● **LISTING**
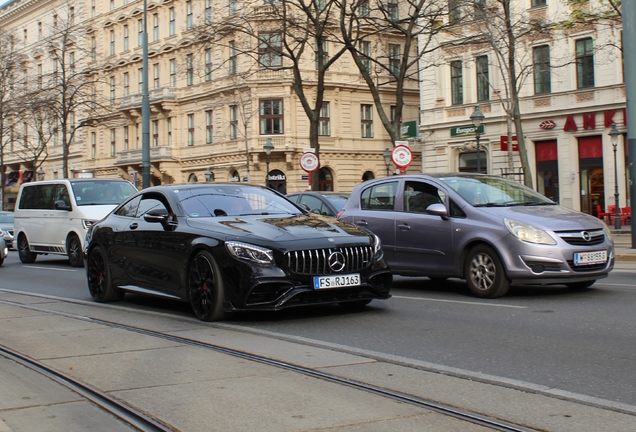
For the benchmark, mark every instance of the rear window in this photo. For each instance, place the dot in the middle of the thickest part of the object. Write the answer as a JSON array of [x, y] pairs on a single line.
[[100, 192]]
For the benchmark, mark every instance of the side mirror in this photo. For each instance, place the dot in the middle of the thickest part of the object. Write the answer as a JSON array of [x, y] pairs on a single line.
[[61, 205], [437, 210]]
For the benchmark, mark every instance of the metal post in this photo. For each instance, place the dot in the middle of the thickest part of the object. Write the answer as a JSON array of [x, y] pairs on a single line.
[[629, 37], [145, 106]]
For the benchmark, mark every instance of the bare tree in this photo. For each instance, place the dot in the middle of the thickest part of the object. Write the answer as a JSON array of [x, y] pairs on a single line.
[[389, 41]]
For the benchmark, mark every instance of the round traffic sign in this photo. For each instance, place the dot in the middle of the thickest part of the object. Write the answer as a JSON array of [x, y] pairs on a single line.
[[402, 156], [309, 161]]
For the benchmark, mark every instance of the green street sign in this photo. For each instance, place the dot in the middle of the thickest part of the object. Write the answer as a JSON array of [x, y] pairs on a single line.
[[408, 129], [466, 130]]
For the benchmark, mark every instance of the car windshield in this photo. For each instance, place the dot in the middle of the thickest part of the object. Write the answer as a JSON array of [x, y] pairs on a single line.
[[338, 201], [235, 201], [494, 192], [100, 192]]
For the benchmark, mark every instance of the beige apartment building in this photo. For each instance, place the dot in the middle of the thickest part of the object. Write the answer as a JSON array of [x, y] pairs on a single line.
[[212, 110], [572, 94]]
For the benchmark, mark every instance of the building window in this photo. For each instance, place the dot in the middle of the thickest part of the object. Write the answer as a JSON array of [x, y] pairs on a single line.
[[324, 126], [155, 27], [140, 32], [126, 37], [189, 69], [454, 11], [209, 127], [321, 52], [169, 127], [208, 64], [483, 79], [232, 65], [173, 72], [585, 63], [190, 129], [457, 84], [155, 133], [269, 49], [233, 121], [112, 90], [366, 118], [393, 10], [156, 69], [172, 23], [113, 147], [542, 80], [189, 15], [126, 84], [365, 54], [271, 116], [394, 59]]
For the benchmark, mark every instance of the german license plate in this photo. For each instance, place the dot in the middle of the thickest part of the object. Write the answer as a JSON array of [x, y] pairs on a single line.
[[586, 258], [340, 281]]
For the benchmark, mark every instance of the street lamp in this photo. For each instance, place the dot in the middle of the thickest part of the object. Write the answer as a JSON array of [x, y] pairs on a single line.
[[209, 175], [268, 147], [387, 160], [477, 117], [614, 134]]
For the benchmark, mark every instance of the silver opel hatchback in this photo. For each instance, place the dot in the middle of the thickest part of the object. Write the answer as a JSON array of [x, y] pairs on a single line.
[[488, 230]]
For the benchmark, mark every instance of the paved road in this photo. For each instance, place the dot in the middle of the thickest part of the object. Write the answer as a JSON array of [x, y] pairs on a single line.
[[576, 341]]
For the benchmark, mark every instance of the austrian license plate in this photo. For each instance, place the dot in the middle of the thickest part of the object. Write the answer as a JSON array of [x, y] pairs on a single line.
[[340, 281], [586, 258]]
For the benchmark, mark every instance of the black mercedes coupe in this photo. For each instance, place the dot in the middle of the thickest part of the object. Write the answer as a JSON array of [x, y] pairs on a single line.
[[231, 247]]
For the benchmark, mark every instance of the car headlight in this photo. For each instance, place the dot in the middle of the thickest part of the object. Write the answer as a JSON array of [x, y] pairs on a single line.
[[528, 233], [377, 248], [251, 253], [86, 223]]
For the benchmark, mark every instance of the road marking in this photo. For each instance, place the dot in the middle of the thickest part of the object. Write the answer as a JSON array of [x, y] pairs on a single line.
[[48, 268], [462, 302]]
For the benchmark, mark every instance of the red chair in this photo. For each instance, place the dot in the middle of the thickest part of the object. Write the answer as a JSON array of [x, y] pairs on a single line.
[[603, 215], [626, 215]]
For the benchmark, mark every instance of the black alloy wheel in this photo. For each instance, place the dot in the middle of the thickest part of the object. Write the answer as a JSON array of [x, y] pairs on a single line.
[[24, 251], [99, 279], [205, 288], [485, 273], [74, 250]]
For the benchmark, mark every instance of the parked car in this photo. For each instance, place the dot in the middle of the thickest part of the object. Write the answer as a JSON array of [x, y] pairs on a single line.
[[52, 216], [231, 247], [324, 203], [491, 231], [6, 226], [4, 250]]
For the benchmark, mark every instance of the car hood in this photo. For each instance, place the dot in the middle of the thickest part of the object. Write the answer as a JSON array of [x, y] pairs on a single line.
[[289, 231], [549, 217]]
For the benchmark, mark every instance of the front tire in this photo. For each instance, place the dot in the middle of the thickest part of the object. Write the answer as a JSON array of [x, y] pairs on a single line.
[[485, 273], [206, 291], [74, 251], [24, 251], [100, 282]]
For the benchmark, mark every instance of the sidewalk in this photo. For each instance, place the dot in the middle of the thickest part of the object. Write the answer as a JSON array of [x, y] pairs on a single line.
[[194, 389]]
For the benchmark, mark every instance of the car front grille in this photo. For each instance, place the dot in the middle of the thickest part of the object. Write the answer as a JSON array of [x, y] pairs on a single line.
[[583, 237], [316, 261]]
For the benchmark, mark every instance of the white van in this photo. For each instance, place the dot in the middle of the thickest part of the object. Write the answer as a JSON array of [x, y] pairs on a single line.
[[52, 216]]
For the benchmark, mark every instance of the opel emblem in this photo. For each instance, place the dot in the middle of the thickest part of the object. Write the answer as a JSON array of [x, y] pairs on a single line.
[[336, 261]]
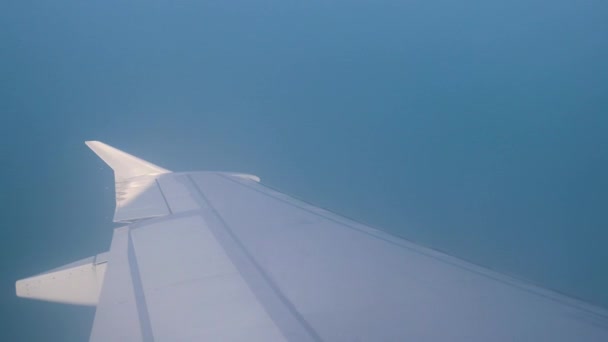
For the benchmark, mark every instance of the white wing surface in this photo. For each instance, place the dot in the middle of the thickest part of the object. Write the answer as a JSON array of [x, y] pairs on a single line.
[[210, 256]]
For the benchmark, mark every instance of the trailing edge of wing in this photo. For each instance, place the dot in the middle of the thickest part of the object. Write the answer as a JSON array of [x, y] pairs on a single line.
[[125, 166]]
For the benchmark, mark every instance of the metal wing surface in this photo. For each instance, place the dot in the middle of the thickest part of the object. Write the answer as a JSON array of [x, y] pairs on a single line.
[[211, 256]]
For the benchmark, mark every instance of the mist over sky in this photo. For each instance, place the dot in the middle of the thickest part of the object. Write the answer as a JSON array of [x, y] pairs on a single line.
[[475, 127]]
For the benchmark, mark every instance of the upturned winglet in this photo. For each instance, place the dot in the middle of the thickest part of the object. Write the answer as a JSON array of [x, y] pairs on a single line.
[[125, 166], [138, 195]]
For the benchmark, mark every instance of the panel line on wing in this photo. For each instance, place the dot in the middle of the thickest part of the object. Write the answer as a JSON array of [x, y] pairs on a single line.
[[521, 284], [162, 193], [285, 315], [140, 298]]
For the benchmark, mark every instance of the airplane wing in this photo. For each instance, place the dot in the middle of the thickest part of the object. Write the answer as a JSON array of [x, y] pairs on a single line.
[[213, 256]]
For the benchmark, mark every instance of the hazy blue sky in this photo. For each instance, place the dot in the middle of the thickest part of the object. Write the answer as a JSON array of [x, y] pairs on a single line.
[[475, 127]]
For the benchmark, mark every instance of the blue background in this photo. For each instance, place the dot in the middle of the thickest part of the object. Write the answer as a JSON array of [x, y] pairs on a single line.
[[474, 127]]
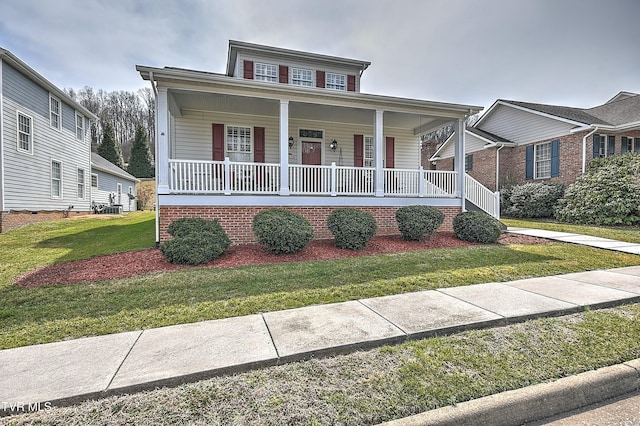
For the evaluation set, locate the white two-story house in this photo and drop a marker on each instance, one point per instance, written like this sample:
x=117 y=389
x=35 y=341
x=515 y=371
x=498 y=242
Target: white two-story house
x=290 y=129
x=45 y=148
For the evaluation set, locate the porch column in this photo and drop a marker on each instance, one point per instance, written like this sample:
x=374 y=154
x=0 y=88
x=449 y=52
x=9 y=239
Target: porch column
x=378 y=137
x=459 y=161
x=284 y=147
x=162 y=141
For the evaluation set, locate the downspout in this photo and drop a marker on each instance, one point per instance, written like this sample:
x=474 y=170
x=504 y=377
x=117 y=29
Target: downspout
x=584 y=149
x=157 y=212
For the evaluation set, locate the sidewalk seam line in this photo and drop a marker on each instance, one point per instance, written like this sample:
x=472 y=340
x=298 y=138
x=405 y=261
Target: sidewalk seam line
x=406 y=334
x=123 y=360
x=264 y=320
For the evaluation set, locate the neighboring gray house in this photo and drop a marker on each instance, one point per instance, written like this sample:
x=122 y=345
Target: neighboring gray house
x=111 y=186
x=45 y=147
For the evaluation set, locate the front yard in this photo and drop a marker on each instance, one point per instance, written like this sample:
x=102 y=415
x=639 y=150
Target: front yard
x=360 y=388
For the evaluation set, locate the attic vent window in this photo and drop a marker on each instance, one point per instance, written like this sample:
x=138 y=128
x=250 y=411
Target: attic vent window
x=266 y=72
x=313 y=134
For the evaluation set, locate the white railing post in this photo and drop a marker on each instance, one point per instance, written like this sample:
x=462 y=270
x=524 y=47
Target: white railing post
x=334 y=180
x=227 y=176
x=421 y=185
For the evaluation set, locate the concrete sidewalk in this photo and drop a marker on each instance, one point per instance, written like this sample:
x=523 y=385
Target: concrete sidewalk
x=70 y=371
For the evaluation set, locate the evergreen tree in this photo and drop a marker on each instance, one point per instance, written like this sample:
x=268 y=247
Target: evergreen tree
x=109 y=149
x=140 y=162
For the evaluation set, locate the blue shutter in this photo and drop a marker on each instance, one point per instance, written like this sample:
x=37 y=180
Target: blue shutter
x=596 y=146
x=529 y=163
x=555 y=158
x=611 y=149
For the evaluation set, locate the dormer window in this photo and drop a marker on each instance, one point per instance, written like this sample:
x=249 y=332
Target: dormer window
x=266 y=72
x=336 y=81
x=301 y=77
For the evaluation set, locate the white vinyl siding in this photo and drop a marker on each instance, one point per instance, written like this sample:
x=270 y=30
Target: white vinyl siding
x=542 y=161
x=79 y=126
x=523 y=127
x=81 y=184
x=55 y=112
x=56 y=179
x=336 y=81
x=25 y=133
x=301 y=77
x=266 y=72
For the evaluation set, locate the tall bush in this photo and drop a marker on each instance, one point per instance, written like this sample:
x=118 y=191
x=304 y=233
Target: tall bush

● **EXERCISE**
Duplicate the rows in the stretch from the line containing "For the benchmark, mark every instance of the green" through the line containing "[[338, 201], [235, 201], [494, 192], [100, 192]]", both ends included.

● **EXERCISE ANSWER**
For the benchmark, mark every instance of the green street sign in this photo. For each instance, place the dot in the middle of the thickest part of the object. Write the answer as a JSON array of [x, y] pairs on a single line.
[[408, 129], [466, 130]]
For the benchmark, mark every instance of the car windshield in this photo. For each instance, place the dot in the middle of the thickest part of the object. Write the answer as a JSON array of [x, y] pairs on a single line.
[[338, 201], [235, 201], [494, 192], [100, 192]]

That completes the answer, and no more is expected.